### Extrait du document
L’ambassade d’Arménie en Syrie déplacée à Beyrouth a commencé à s’organiser pour mettre en œuvre de potentiels rapatriements des populations arméniennes de Syrie si ces dernières seraient menacées par les nouveaux maîtres du pays. Un premier avion en partance de Damas arrivera à Erevan demain, le 14 décembre, avec à son bord des Arméniens de Syrie ayant fui les combats. Hovhannes Alexanyan, chef du département d’intégration des rapatriés au Bureau du Haut-Commissaire aux affaires de la diaspora, a également annoncé la poursuite des programmes d’aide organisés par l’Arménie pour ses compatriotes vivant en Syrie. Plusieurs associations et ONG se sont également joints à Erevan pour apporter des soins de première nécessité et de l’aide humanitaire.

### Consigne écrite a
Reproduisez mot pour mot l’intégralité de l’extrait consacré aux Arméniens de Syrie.
L’extrait et les enregistrements constituent deux supports indépendants l’un de l’autre.

### Liste des entrées
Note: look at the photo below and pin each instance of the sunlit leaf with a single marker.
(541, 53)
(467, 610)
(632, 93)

* * *

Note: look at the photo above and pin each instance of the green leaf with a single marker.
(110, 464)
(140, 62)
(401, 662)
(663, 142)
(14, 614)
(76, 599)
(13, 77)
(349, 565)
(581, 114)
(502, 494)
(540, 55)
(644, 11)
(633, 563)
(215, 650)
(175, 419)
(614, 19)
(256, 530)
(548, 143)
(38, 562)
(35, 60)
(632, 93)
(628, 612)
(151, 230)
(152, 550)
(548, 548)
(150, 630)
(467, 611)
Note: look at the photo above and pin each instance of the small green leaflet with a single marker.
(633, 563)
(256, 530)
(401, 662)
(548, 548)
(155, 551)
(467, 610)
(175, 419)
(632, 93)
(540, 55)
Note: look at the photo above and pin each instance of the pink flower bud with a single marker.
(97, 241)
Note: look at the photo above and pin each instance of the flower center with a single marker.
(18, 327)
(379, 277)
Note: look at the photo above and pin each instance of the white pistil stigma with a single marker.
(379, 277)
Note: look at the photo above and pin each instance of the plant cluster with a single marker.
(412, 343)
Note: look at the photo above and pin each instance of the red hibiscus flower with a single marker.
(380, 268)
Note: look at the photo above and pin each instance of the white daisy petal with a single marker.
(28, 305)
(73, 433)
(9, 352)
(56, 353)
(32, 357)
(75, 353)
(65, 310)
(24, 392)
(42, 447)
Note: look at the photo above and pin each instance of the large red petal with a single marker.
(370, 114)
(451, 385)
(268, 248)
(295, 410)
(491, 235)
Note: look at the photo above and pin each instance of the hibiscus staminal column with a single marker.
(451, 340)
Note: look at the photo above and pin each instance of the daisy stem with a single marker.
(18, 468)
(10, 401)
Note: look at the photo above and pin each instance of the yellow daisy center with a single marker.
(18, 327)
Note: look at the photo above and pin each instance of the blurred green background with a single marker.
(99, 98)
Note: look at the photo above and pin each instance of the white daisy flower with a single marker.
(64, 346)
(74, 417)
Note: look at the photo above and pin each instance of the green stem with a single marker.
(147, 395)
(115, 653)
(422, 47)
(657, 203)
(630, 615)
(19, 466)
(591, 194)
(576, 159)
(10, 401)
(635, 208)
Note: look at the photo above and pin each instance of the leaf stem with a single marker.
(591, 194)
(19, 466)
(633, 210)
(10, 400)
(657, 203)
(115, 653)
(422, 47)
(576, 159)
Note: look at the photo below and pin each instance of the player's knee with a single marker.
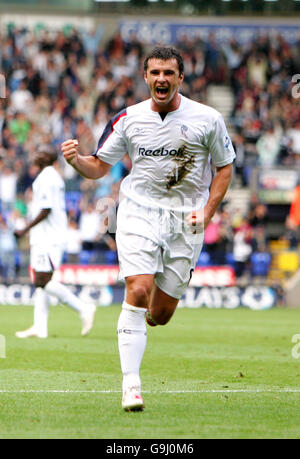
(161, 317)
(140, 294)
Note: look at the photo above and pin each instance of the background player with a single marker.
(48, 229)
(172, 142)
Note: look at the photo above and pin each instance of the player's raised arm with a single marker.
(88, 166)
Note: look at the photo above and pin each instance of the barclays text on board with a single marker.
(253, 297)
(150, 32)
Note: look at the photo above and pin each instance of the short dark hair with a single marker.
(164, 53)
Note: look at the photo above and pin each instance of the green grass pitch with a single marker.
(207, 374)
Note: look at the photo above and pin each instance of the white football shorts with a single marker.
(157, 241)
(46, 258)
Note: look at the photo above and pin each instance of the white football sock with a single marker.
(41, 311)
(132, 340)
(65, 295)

* * *

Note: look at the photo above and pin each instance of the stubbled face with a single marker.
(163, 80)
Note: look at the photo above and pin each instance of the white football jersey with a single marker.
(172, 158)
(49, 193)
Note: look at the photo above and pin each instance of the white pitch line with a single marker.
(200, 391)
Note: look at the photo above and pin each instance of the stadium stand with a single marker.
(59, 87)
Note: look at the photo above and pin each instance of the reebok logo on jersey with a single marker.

### Consigne écrite b
Comptez les lignes des enregistrements qui contiennent le mot « jersey », puis indiquez uniquement ce nombre.

### Réponse écrite a
L’ambassade d’Arménie en Syrie déplacée à Beyrouth a commencé à s’organiser pour mettre en œuvre de potentiels rapatriements des populations arméniennes de Syrie si ces dernières seraient menacées par les nouveaux maîtres du pays. Un premier avion en partance de Damas arrivera à Erevan demain, le 14 décembre, avec à son bord des Arméniens de Syrie ayant fui les combats. Hovhannes Alexanyan, chef du département d’intégration des rapatriés au Bureau du Haut-Commissaire aux affaires de la diaspora, a également annoncé la poursuite des programmes d’aide organisés par l’Arménie pour ses compatriotes vivant en Syrie. Plusieurs associations et ONG se sont également joints à Erevan pour apporter des soins de première nécessité et de l’aide humanitaire.

### Réponse écrite b
2